>>>

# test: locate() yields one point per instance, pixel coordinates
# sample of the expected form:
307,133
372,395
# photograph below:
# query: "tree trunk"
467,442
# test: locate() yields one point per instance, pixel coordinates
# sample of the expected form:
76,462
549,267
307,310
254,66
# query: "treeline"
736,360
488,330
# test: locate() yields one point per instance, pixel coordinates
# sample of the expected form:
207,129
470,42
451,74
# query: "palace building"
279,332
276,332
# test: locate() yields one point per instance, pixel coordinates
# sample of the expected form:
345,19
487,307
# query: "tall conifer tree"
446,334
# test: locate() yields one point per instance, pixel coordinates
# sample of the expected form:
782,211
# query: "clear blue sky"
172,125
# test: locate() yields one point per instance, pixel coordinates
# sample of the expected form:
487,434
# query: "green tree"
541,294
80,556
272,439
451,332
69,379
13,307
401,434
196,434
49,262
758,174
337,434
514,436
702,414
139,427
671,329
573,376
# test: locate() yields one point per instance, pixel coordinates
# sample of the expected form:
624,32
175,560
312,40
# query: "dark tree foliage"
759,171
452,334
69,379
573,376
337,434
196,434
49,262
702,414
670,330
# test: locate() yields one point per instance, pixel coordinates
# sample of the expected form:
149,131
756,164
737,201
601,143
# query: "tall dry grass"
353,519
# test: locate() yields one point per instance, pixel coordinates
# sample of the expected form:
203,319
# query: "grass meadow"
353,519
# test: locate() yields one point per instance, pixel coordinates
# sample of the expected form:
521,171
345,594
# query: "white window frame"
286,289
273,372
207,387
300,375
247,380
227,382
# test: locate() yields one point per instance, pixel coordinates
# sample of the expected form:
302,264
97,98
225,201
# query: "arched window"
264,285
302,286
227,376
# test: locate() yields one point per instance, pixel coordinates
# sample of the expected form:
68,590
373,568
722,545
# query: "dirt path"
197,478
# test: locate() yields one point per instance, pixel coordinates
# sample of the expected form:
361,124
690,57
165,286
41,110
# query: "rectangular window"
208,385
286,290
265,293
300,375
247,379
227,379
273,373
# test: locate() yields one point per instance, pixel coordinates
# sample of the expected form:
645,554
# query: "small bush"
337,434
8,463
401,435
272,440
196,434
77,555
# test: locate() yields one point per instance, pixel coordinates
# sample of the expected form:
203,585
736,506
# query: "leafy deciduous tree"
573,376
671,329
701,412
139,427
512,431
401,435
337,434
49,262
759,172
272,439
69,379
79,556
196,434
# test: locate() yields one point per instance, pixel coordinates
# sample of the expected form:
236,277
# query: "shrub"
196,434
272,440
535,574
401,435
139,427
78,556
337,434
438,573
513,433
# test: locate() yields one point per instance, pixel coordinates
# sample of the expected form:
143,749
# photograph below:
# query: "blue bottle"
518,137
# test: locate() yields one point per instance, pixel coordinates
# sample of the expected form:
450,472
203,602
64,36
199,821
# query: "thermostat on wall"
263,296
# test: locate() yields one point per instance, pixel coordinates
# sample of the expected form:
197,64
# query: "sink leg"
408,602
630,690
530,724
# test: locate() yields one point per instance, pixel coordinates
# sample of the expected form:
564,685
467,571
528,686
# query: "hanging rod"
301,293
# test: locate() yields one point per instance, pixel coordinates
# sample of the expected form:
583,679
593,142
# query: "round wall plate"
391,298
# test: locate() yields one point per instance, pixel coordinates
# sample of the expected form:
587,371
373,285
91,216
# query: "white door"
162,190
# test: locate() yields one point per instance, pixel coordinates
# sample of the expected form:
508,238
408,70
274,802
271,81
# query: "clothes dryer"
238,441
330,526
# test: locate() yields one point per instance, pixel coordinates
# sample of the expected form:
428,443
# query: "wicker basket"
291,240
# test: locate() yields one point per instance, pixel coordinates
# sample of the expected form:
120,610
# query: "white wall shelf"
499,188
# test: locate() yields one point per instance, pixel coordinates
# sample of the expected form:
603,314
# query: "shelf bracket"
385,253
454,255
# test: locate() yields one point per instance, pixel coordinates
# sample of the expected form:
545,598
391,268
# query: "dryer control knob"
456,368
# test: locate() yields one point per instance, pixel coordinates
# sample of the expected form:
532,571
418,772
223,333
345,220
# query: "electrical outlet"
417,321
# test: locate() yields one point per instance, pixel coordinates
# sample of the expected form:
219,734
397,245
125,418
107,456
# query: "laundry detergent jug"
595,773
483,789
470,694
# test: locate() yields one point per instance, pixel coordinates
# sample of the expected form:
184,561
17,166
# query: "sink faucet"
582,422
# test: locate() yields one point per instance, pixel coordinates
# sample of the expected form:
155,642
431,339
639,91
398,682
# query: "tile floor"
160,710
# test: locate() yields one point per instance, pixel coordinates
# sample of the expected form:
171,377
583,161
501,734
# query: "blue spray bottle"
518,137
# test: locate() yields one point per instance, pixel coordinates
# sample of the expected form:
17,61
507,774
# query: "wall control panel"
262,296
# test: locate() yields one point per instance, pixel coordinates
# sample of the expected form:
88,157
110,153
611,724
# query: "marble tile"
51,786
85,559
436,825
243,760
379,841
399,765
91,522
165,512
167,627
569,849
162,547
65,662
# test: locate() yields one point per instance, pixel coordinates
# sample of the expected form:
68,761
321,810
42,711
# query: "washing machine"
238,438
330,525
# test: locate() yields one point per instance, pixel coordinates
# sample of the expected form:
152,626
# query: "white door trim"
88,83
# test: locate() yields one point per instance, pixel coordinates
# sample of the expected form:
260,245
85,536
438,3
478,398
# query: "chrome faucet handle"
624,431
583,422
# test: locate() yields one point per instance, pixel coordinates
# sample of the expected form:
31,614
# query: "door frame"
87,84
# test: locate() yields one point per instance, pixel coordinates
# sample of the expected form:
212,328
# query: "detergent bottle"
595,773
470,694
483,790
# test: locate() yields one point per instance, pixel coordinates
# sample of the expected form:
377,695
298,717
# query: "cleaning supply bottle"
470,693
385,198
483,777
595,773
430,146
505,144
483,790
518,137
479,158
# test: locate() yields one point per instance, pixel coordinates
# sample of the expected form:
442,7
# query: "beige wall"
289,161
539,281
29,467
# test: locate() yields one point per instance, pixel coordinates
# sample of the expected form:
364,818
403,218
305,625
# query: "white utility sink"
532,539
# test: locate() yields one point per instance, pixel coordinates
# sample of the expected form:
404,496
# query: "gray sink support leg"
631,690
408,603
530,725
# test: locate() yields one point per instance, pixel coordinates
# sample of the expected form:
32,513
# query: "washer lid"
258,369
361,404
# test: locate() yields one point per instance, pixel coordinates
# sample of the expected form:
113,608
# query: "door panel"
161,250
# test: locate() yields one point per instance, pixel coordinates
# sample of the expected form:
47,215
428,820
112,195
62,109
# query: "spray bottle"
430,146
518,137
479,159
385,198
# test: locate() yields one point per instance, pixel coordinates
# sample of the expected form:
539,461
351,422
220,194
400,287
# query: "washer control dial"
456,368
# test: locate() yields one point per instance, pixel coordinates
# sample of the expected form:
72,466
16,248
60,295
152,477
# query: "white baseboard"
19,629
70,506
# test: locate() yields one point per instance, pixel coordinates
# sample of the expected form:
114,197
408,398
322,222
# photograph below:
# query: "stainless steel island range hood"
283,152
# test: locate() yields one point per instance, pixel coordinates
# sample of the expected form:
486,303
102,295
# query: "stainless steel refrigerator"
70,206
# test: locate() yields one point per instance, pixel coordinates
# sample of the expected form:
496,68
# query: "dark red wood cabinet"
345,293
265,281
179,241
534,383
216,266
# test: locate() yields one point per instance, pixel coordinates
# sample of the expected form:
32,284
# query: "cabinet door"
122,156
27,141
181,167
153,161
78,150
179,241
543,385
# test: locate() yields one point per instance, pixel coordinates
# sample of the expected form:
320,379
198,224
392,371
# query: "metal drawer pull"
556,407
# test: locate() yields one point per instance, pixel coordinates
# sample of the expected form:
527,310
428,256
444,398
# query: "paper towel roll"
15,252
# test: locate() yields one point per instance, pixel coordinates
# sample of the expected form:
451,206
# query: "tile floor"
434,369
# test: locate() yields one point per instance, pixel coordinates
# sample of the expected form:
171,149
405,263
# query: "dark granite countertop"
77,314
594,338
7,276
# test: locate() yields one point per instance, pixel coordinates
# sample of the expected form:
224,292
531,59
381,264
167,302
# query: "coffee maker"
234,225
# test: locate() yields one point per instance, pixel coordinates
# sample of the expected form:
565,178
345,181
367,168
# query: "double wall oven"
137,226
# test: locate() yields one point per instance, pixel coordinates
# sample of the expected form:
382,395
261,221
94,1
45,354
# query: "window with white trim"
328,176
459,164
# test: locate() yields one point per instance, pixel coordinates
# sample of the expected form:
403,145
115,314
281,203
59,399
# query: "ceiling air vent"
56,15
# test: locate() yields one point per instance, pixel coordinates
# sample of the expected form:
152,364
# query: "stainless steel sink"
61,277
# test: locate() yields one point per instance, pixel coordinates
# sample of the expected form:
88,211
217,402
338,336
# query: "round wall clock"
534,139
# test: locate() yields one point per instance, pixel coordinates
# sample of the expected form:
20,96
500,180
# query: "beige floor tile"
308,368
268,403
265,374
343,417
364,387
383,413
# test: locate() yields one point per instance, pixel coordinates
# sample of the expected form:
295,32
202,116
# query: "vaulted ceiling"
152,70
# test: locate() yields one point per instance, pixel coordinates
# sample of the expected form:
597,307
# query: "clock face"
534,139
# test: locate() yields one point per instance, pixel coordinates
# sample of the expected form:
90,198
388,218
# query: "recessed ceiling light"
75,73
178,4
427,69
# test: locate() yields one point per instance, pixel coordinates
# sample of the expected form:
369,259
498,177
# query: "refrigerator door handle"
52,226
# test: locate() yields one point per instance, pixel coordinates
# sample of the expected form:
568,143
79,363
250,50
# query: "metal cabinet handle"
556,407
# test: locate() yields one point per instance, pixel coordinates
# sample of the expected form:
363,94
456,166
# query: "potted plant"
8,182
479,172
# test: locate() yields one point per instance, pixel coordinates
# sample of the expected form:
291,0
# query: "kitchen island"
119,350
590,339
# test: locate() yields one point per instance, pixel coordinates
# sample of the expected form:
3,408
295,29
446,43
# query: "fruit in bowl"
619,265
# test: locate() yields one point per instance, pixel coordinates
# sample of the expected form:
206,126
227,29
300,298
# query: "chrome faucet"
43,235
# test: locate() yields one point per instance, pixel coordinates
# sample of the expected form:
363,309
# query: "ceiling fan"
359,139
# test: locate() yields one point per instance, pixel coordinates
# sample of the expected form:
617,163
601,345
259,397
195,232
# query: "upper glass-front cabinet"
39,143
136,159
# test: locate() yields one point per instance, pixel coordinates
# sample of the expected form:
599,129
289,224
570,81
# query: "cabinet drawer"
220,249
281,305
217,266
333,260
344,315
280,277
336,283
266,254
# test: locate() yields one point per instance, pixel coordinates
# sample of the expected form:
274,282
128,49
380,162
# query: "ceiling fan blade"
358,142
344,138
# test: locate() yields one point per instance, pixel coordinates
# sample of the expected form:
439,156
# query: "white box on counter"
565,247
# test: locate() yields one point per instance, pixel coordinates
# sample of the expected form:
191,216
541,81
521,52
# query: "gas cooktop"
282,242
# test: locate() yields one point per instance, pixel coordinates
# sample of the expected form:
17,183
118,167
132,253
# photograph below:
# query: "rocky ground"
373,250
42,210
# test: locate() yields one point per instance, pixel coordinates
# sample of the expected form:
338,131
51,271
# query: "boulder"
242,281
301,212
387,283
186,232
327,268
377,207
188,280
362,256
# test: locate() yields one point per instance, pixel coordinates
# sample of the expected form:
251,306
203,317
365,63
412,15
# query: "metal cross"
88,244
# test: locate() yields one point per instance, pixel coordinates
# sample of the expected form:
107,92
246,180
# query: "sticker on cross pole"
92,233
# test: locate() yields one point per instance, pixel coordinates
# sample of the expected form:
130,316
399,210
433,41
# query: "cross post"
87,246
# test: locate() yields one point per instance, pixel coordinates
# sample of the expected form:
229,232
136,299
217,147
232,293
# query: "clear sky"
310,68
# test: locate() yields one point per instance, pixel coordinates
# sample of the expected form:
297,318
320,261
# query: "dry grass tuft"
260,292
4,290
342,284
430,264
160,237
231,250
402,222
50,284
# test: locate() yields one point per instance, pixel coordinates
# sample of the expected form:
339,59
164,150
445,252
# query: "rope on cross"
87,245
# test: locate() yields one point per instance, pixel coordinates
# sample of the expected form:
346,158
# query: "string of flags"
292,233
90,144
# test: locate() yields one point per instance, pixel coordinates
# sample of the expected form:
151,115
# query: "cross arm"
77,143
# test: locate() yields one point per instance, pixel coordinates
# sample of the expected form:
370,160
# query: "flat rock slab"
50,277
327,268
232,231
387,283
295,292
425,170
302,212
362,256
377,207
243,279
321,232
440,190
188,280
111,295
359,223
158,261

<<<

Goal:
Return every line of the items above that contains the word "tall", matching case exactly.

Answer:
# query: "tall conifer tree"
# query: "tall dry grass"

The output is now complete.